— What to work on —
Please go through the listing below and pull out every line that contains the string "tower", matching case exactly.

····················

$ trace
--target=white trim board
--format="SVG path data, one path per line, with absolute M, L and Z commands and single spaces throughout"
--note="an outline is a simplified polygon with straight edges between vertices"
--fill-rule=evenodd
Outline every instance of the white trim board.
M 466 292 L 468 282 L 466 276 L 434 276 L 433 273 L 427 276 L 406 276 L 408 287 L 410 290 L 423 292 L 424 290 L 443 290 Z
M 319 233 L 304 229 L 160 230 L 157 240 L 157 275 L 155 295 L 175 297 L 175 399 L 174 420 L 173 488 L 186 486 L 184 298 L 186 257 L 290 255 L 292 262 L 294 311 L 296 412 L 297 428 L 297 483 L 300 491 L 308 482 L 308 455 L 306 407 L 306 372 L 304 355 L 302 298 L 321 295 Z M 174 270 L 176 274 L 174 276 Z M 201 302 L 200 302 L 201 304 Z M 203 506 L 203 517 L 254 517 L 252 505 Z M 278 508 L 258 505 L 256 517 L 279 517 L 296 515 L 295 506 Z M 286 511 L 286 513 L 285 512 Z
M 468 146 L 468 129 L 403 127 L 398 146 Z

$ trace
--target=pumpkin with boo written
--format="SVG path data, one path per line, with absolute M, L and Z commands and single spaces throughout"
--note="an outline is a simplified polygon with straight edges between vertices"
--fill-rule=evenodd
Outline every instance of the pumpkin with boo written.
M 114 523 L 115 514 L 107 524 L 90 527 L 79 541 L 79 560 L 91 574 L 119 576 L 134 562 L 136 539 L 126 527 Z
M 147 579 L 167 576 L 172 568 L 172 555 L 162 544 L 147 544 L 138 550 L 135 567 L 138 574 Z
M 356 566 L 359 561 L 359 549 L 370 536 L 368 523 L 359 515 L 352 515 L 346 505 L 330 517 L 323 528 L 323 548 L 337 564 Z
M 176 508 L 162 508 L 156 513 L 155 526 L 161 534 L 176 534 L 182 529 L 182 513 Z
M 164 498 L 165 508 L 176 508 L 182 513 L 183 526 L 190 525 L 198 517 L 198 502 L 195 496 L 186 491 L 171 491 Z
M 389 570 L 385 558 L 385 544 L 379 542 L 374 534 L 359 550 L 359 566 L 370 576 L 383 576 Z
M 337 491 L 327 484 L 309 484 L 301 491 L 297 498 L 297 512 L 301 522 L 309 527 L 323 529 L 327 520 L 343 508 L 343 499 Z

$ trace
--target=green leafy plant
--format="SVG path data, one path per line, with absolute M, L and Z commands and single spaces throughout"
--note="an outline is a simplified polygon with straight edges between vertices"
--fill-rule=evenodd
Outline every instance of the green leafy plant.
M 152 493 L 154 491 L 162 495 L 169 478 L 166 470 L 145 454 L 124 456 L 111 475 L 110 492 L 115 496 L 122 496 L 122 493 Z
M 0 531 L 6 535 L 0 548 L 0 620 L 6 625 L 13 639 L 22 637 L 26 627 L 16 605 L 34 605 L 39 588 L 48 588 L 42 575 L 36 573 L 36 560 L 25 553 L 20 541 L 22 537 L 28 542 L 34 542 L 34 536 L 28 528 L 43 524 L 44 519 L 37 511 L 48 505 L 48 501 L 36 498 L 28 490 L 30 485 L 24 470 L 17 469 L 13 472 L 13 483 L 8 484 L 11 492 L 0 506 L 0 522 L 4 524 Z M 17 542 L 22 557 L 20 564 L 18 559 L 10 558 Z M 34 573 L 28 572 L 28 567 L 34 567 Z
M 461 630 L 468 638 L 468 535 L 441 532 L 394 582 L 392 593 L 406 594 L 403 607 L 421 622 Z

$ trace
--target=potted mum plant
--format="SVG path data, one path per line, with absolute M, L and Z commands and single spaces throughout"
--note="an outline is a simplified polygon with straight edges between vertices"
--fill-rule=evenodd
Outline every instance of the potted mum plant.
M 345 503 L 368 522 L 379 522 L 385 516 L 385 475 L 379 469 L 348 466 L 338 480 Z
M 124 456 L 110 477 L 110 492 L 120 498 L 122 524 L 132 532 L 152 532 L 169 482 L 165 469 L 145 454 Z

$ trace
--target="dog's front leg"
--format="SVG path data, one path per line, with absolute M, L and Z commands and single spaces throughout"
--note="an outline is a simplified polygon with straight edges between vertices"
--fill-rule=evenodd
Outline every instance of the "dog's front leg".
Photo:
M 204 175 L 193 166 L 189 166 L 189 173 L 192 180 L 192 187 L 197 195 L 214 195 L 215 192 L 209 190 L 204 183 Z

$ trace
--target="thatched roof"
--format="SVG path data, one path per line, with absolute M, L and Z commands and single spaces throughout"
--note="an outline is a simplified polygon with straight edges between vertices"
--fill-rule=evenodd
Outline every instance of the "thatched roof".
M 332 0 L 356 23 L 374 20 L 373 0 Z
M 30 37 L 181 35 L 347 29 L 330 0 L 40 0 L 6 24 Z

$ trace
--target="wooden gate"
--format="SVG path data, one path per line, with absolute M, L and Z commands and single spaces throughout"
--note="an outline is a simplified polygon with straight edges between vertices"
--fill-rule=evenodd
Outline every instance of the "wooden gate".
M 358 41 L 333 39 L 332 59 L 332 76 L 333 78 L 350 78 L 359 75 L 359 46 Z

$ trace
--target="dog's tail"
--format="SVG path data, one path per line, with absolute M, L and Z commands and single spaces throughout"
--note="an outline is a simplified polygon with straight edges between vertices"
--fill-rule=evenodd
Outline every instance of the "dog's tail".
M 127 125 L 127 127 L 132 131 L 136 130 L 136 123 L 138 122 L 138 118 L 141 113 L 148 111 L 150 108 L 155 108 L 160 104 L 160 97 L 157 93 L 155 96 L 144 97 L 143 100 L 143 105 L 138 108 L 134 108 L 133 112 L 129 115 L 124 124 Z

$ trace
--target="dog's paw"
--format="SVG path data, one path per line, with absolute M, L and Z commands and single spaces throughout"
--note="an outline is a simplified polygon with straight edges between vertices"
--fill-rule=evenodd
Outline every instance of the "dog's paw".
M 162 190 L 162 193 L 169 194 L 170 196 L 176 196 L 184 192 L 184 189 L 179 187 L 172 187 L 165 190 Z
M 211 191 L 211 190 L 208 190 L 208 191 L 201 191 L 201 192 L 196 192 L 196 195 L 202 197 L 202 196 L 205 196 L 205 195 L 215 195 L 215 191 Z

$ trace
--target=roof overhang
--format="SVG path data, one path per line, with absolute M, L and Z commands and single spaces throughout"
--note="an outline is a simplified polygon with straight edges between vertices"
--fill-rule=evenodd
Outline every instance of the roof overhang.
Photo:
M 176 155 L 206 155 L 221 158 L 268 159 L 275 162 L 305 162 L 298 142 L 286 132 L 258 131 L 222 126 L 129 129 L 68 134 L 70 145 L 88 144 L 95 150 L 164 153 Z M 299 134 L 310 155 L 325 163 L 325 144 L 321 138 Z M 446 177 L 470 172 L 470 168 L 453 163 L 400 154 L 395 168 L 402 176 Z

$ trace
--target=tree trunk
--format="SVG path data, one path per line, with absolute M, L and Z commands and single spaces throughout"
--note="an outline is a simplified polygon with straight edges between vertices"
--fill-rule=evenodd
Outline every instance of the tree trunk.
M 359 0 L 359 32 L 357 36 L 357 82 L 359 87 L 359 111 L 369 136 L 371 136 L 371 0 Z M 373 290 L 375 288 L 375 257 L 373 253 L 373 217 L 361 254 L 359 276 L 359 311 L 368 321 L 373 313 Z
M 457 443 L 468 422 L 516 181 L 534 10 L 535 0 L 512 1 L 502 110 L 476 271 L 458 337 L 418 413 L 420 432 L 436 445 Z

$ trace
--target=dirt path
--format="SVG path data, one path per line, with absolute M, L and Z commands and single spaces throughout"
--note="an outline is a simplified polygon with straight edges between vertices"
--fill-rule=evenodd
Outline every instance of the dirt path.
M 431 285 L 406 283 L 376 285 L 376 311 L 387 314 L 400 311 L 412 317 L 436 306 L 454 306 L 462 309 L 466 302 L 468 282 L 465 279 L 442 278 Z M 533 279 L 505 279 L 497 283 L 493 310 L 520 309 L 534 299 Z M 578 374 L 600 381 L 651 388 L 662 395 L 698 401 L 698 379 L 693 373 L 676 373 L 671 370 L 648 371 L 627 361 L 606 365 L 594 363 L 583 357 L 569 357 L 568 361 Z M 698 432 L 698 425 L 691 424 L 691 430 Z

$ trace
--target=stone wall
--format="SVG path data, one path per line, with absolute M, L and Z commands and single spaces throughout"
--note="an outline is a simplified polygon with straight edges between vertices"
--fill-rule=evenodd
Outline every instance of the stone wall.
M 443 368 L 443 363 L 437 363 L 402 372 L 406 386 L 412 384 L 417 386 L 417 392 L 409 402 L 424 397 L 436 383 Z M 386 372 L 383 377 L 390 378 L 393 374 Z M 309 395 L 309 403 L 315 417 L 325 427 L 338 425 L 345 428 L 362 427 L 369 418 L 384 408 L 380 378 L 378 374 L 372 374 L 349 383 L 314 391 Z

····················

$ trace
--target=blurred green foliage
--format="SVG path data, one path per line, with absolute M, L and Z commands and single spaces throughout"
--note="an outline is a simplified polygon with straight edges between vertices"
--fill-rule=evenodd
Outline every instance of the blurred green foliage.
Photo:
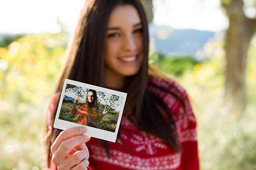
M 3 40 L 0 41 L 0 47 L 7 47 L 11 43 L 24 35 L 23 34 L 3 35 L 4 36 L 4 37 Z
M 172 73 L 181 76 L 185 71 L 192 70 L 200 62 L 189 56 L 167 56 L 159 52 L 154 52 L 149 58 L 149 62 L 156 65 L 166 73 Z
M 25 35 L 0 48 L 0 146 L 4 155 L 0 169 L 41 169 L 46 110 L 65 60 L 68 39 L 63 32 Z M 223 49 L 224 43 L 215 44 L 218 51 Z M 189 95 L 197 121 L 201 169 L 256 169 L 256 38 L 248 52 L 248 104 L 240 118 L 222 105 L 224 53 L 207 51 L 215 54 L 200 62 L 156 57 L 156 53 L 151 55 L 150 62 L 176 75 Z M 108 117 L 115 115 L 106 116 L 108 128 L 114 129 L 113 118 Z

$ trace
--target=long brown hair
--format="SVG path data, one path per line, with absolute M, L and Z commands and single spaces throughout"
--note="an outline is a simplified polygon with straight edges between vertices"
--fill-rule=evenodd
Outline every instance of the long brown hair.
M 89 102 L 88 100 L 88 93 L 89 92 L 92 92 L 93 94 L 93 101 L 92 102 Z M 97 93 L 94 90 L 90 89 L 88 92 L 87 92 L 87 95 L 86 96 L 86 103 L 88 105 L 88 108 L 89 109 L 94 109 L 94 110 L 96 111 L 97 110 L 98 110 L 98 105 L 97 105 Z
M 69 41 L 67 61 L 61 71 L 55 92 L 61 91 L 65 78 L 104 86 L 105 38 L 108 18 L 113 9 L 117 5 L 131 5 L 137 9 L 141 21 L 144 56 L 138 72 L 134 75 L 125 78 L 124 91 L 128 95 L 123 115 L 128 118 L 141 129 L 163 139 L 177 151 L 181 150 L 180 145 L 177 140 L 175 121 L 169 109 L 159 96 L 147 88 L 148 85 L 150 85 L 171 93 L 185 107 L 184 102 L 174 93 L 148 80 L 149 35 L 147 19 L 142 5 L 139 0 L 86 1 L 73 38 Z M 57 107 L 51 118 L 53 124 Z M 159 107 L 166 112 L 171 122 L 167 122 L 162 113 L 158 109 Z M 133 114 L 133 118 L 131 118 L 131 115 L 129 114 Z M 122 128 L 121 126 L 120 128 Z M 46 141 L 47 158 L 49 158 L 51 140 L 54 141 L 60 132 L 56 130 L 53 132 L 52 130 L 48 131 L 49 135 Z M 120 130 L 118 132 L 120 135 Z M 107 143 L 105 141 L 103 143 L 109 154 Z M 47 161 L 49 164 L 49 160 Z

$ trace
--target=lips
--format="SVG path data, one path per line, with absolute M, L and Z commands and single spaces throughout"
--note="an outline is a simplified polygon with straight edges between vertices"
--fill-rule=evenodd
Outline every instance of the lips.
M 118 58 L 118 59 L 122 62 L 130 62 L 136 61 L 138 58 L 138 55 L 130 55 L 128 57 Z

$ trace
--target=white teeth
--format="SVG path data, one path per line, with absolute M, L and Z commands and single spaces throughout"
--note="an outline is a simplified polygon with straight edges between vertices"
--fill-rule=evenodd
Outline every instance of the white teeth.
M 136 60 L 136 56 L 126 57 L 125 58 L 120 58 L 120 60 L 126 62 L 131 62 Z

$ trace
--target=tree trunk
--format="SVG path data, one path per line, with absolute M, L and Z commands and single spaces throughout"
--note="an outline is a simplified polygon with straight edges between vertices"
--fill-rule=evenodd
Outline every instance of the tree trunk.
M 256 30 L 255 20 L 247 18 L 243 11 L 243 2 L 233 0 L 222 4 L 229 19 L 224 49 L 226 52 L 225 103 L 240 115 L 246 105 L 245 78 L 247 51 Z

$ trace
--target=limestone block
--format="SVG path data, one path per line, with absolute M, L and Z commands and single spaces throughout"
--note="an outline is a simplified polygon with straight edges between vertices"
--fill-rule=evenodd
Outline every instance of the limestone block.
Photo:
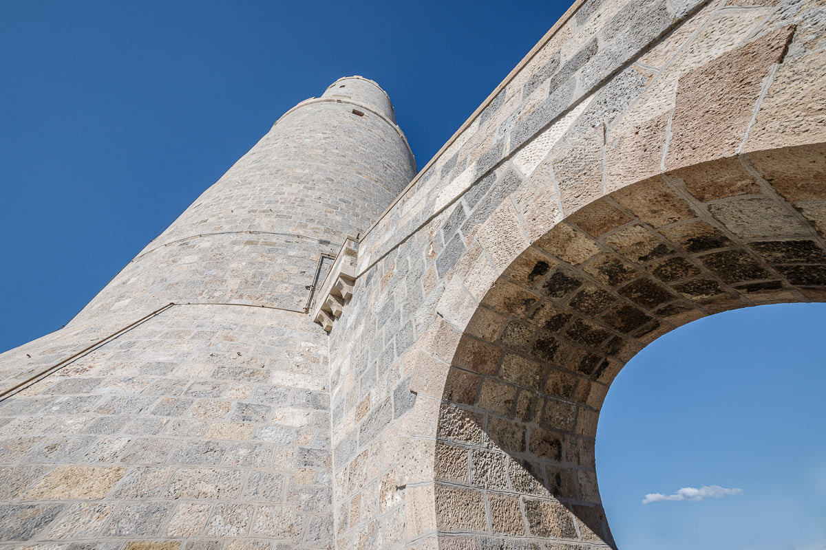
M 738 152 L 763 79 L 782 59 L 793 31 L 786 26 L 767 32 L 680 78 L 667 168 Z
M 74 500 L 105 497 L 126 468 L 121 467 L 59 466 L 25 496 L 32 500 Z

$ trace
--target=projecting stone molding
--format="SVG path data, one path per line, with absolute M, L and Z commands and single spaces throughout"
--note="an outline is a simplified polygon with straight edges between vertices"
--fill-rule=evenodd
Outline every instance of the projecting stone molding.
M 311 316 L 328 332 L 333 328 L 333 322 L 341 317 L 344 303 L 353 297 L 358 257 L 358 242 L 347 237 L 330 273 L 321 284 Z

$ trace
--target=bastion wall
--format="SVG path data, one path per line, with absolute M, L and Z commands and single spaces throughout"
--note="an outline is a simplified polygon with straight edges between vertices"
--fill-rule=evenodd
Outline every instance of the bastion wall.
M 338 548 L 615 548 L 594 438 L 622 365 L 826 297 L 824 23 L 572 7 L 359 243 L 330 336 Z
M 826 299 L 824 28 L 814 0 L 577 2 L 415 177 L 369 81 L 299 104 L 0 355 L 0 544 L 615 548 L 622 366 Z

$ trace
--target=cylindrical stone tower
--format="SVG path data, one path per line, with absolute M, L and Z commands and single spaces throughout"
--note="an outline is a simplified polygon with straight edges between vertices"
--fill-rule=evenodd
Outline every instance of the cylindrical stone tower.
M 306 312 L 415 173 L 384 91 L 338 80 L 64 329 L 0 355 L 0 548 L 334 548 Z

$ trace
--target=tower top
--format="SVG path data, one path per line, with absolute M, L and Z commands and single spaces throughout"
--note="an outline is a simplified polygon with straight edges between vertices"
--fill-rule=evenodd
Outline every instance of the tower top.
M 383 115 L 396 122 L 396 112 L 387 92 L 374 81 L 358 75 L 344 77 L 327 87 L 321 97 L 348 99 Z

····················

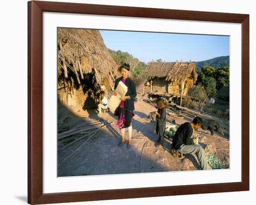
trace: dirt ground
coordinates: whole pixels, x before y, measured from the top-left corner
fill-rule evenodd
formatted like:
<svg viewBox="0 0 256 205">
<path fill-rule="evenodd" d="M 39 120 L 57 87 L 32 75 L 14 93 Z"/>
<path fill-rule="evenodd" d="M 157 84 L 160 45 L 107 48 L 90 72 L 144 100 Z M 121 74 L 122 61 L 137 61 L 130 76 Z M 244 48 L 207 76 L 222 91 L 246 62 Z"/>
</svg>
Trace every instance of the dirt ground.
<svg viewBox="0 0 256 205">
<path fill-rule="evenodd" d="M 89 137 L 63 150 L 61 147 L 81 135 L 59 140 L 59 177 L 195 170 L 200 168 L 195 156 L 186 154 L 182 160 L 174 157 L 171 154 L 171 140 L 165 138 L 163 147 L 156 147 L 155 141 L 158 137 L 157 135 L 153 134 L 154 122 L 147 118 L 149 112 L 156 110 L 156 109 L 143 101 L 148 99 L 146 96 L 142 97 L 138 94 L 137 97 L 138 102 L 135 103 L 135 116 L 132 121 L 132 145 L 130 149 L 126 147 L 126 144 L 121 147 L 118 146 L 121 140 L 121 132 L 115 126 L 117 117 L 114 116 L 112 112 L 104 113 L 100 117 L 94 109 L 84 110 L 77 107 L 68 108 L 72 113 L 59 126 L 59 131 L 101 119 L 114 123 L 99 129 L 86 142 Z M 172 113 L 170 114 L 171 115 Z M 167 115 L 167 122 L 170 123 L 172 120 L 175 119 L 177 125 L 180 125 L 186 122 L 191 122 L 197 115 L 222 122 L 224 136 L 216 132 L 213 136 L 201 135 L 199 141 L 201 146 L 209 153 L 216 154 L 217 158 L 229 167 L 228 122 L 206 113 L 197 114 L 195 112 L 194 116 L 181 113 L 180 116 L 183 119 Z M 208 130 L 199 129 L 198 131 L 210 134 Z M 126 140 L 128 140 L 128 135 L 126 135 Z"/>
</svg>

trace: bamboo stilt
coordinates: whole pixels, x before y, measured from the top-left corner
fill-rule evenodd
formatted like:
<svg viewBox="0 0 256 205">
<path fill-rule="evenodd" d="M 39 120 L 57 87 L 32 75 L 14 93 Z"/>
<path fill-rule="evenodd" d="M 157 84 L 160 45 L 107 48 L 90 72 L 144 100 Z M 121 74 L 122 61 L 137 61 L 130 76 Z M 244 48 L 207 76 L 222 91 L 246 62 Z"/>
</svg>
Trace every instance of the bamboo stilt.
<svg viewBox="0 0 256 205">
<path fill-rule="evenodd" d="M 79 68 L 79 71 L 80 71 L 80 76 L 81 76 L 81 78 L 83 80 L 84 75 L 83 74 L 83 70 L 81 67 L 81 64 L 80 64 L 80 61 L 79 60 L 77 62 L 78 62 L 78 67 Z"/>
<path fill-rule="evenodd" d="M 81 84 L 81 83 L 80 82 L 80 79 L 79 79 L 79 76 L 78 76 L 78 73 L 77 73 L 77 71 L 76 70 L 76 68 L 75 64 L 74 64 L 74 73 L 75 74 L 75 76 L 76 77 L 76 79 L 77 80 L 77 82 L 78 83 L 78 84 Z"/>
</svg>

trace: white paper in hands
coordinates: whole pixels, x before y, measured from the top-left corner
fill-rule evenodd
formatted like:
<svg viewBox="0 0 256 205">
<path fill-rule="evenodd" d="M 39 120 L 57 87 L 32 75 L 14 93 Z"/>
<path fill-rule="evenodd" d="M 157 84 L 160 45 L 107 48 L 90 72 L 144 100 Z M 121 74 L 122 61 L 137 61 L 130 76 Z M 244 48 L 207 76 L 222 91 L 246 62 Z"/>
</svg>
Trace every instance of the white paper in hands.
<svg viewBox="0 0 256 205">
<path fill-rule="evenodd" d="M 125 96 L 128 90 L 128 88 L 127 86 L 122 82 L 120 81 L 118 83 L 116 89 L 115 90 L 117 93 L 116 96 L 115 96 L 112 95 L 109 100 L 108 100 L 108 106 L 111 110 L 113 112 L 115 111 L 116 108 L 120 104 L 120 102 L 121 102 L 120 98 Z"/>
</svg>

····················

— Completed task —
--target=cylindrical stone tower
Outline every instance of the cylindrical stone tower.
--target=tower top
Outline every instance of the tower top.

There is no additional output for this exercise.